_Written task 1_. Update the passage on UK produce shortages: rewrite it starting at the words "Pekka Pesonen, secretary-general" and stopping after "yet been implemented.", with "paperwork" changed to "red tape".

_Given passage_.
Jesús Pérez, commercial director of Spanish grower Verdimed, said production volumes had fallen to about 30 per cent of normal levels after the autumn planting grew too fast because of unusually warm weather, then the winter planting was slow to grow.
“We think next week will be normal, but I don’t know how long it will take until the UK market will get product because of packing, transport to depots, delivery to shops,” he said.
The UK is also especially dependent on Morocco, which has placed limits on tomato exports following price spikes. Mehdi Benchekroun, of Moroccan fruit and vegetable exporter DMB & Co, said: “Because European supplies from Spain and Portugal have fallen because of the cold weather, all the buyers have come to Morocco. This situation started at the start of the year and domestic prices have risen to records.”
Pekka Pesonen, secretary-general of Copa-Cogeca, the EU farmers’ union, said extra post-Brexit paperwork was also a factor, even though full sanitary and phytosanitary checks on imports have not yet been implemented.
“There is high demand for certain Spanish produce and if Spanish companies are approached, would they opt to sell to the British, or to EU countries which are easier to export to, where they don’t have all the paperwork?” he said.
“It’s more of a hassle exporting from Spain to the UK instead of to Germany. If you pay enough there will always be sources, but I don’t know whether UK retailers are willing to pay extremely high prices.”

_Written task 2_. How many lines in the rows below contain the string "pier", with case counting? Reply with the number alone.

(Stored data)
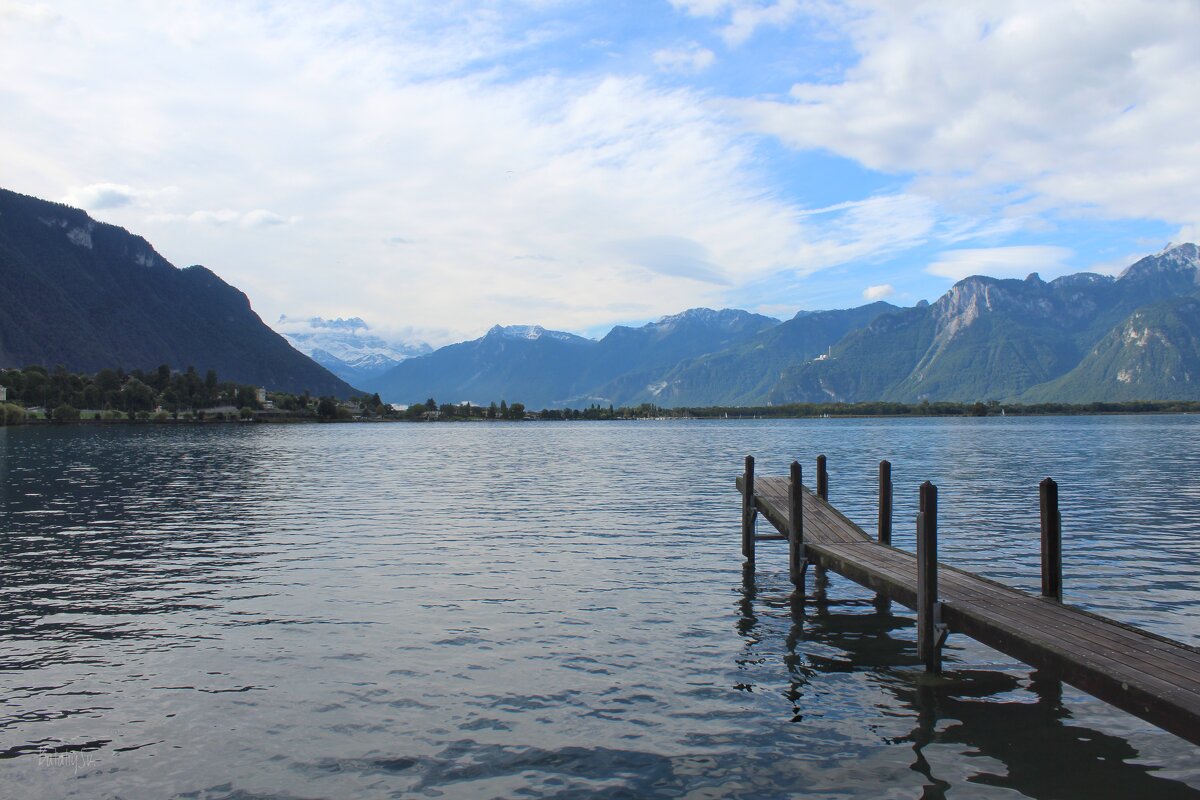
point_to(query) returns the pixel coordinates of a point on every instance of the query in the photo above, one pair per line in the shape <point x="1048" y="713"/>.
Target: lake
<point x="559" y="611"/>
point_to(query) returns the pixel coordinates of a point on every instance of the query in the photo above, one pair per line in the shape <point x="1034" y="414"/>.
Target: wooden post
<point x="885" y="503"/>
<point x="928" y="644"/>
<point x="1051" y="540"/>
<point x="797" y="564"/>
<point x="748" y="511"/>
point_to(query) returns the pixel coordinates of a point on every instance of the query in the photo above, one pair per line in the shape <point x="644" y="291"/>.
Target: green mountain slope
<point x="1155" y="354"/>
<point x="988" y="338"/>
<point x="745" y="373"/>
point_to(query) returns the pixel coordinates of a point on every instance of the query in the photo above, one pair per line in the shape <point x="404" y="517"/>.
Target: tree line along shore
<point x="34" y="395"/>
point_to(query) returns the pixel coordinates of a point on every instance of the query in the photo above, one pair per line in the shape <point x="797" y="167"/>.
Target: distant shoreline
<point x="799" y="411"/>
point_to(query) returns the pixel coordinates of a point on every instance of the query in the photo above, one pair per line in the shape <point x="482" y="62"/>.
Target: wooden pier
<point x="1149" y="675"/>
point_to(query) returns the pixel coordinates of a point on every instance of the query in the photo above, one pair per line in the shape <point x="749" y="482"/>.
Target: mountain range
<point x="89" y="295"/>
<point x="1078" y="338"/>
<point x="347" y="347"/>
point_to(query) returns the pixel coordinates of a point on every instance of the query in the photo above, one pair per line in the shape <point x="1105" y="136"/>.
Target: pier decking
<point x="1149" y="675"/>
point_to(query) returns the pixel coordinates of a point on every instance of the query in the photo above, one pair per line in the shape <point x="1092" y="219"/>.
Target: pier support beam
<point x="885" y="501"/>
<point x="930" y="631"/>
<point x="748" y="511"/>
<point x="823" y="493"/>
<point x="1051" y="541"/>
<point x="797" y="560"/>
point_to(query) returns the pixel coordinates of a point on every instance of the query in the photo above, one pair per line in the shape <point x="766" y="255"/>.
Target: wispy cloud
<point x="1029" y="107"/>
<point x="1002" y="262"/>
<point x="693" y="58"/>
<point x="449" y="166"/>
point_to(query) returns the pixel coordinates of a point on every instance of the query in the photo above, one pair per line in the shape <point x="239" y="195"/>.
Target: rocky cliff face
<point x="89" y="295"/>
<point x="989" y="338"/>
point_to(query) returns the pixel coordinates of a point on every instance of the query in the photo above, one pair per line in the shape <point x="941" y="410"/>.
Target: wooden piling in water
<point x="1144" y="673"/>
<point x="748" y="510"/>
<point x="1051" y="540"/>
<point x="885" y="524"/>
<point x="928" y="618"/>
<point x="797" y="564"/>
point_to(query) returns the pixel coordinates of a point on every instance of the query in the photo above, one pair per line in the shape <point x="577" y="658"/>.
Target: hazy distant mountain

_Reply 1_.
Pekka Pesonen, secretary-general of Copa-Cogeca, the EU farmers’ union, said extra post-Brexit red tape was also a factor, even though full sanitary and phytosanitary checks on imports have not yet been implemented.

_Reply 2_. 3